▶ [WRITTEN PROBLEM A] According to the cyclist model description, what is the inclination angle of the model's upper body?

2.1 The cyclist model

The cyclist model at the hoods position for experiment is shown in Fig. 1a. It is an \(1/5\) scale model made by a 3D printer, whose surface data were provided by GIANT Inc., Taiwan. The dimension of the model is further given in Fig. 1b. Notably, the inclination angle of the upper body of the model, \(\alpha\), is \(32^\circ\). The torso length, C, is \(110 \;{\text{mm;}}\)C is denoted as the reference length in this study. The crank angle, \(\theta = 195^\circ\), is associated with the foot positions of the model. The frontal area of the model called \(A_{C}\) is \(0.0122\; {\text{m}}^{2}\), excluding that of the sting support.

▶ [WRITTEN PROBLEM B] Carry over the records from the line that contains "Mark a point on each instance of the boy's ear" up to and including the line that contains "[(809, 330), (888, 444), (768, 333)]". Reproduce every line, the requests as well, and add -68 to each coordinate in the answers. Give only those lines.

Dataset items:
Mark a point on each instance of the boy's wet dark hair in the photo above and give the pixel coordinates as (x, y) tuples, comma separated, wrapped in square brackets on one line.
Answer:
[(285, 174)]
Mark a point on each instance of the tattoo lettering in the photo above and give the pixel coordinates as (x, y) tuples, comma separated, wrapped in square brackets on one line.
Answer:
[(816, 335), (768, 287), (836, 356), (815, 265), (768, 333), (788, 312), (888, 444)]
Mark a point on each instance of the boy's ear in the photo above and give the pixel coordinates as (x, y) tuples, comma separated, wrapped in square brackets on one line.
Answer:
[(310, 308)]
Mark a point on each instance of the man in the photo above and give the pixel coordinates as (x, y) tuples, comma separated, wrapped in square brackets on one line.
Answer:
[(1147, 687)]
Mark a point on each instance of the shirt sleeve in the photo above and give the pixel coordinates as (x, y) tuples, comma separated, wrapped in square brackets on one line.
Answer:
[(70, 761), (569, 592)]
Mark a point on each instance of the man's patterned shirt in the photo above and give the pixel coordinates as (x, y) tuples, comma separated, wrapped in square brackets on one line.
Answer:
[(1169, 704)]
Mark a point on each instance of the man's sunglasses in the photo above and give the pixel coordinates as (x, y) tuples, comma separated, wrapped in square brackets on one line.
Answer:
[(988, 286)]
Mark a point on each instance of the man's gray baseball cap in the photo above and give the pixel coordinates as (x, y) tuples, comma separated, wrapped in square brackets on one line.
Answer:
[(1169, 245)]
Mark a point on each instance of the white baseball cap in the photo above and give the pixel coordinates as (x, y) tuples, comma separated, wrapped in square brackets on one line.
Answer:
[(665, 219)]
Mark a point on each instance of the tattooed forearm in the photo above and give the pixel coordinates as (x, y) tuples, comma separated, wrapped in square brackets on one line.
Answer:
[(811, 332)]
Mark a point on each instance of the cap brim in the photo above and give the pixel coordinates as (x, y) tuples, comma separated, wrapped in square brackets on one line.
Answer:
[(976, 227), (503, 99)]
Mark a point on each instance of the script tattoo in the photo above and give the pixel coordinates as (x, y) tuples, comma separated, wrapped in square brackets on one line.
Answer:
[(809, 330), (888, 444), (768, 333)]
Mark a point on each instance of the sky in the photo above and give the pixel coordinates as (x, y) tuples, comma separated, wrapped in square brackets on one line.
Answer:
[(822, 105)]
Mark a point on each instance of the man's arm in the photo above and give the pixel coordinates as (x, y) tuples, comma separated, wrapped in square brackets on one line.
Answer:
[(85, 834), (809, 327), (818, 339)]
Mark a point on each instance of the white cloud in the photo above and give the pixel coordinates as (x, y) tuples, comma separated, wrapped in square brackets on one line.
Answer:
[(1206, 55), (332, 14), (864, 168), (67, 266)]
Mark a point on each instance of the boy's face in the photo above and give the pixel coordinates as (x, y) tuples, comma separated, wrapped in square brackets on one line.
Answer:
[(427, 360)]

▶ [TASK RESPONSE A] The upper body's inclination angle, α, is 32°.

▶ [TASK RESPONSE B]
Mark a point on each instance of the boy's ear in the photo above and give the pixel coordinates as (x, y) tuples, comma separated, wrapped in square brackets on one line.
Answer:
[(242, 240)]
Mark a point on each instance of the man in the photo above and give the pixel coordinates as (x, y) tuples, comma separated, wrapped in square brackets on one line.
Answer:
[(1079, 619)]
Mark a point on each instance of the shirt sleeve in the photo above and give the pixel coordinates as (x, y) tuples, comma separated, wrapped in square brackets on one line.
Answer:
[(2, 693), (501, 524)]
Mark a point on each instance of the man's patterned shirt in the photo above and give the pixel coordinates as (x, y) tuples, comma separated, wrapped in square brackets on one line.
Answer:
[(1101, 636)]
Mark a point on each instance of the man's sunglasses in the photo above and give the pixel coordinates as (x, y) tuples, comma separated, wrapped in square brackets on one line.
Answer:
[(920, 218)]
Mark a point on each instance of the man's gray baseball cap in the photo above and give the pixel coordinates as (x, y) tuples, comma separated, wrapped in square brackets on one line.
Answer:
[(1101, 177)]
Mark a point on each instance of the white baseball cap in the photo above and give the pixel coordinates as (x, y) tuples, comma separated, wrapped in square brackets on one line.
Answer:
[(597, 151)]
Mark a point on each instance of the tattooed forearm in the photo above and give the pixel coordinates as (x, y) tuples, comma separated, wrapped in square brackets on one line.
Answer:
[(743, 264)]
Mark a point on each instance of the cap brim in the photo above and give the pixel coordinates as (x, y) tuples, comma separated, wrapped in square brackets on one line.
Answer:
[(908, 159), (435, 31)]
Mark a point on each instance of the script tattoo in the photo above and give the pixel coordinates as (x, y) tuples, comma separated, wrapped in square brackets on one line.
Answer:
[(741, 262), (820, 376), (700, 265)]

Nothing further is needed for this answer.